*** SOURCE PASSAGE Section Begins ***

The Honolulu City Council believes cars from 53,000 homes will fit into one lane. And now they are preparing to approve urban zoning for 12,000 additional homes at Ho’opili. Around Easter in April Oahu drivers got a taste of the horrific disaster that is coming to West Oahu. This will become a future environmental disaster that could lead to many deaths because there is NO WAY OUT.

Included some very useful graphics to make this testimony fairly simple to follow:
Most of it comes from the Important Agricultural Lands workshops from Phase I. The workshops intentionally prevented attendees from reviewing very obvious IAL lands such as Hoopili. Important issues such as Food Security were also not allowed to be a consideration.

It is very important to realize that even with a strong pro developer bias and DDP’s attempt to stack the deck towards the decisions the workshop was structured to deliver, the attendees arrived at a final analysis which concluded that an arbitrary urban boundary was NOT an important criteria in making an Important Agricultural Land decision.

    The important IAL criteria was the OBVIOUS:

    1.     Currently used for agricultural production
    2.     Soil Qualities and Growing Conditions
    3.     Sufficient quantities of water.
    4.     With or near support infrastructure.

The intent of Bill 3 to take this highly important agricultural land forever out of ag production will be absolutely the worst decision ever made by the Honolulu City Council and haunt those who vote for it.

It should be defered until the land is IAL mapped as per the Constitution.

1964 Oahu General Plan – designated Ag-1 and in production

2003 Oahu General Plan – designated Ag-1 and in production

2012 Oahu General Plan – designated Ag-1 and in production


The City DPP will soon stage three public hearings on the Oahu Important Agricultural Lands Mapping Project which will be a PR attempt to explain why they are acting in behalf of land developers rather than the Hawaii State Constitution Article XI, Section 3.


Nothing in Chapters 205 or Act 183 says State Law "Prevents" IAL Mapping Ho’opili totally qualifies under ALL criteria as IAL. 35-40% of local produce comes from Ho’opili.  All past stated political and legislative goals and agendas have been for “greater agricultural self-sufficiency and less dependence on imported foods.”


Previously we have learned that HART Rail contractor Parsons Brinkerhoff graded West Oahu Ewa Plain rail right of way lands, in US Natural Resource Conservation Service Farmland Impact Conversion Rating Form (NRCS-CPA-106), as being SUB PAR and LOW AG VALUE, while five agricultural experts rated the same lands using NRCS-CPA-106 as nearly twice as high and meeting the Important Ag Land standard.


The purpose of the IAL Study is supposed to be to fulfill a constitutional mandate to identify ALL of the City’s candidate lands for IAL designation.

*** SOURCE PASSAGE Section Ends ***
*** DATA Section Begins ***

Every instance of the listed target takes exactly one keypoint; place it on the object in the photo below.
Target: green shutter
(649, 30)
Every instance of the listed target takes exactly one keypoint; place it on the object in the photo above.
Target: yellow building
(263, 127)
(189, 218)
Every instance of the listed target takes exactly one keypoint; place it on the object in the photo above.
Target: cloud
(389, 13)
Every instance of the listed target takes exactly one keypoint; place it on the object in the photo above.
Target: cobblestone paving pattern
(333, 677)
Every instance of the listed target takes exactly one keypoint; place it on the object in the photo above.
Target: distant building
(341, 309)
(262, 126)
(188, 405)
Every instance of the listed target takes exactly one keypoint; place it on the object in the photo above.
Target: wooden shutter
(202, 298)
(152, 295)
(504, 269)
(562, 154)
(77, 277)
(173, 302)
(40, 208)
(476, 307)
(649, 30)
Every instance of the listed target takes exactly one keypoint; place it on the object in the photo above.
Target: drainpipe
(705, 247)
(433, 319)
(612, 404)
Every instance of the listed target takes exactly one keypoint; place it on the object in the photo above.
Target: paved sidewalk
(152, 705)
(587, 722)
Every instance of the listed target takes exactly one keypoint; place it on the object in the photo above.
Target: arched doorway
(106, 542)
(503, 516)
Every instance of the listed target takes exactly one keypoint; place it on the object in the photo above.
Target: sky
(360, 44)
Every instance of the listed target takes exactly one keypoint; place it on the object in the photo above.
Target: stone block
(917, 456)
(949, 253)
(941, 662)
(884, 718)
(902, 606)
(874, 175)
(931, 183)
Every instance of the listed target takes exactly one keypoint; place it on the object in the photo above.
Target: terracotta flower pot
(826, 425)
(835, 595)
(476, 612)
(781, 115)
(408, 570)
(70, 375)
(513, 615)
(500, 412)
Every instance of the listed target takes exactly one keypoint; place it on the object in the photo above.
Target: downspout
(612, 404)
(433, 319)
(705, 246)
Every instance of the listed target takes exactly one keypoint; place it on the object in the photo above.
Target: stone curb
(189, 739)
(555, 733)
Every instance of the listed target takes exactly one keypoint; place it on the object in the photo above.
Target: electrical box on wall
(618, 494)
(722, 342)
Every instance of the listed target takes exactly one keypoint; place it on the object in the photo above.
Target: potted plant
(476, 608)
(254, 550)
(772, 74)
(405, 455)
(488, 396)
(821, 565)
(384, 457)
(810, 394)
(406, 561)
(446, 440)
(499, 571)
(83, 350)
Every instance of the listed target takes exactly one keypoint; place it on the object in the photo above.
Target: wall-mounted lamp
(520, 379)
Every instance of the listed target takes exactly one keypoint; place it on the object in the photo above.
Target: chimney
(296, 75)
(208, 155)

*** DATA Section Ends ***

PROBLEM:
Answer these questions from the Ho’opili testimony above.
(a) For how many additional homes at Ho’opili is the Honolulu City Council preparing to approve urban zoning?
(b) What share of local produce does the testimony say comes from Ho’opili?
(c) Which HART Rail contractor graded the West Oahu Ewa Plain rail right of way lands as "SUB PAR and LOW AG VALUE"?

ANSWER BOX:
(a) 12,000 additional homes.
(b) 35-40%.
(c) Parsons Brinkerhoff.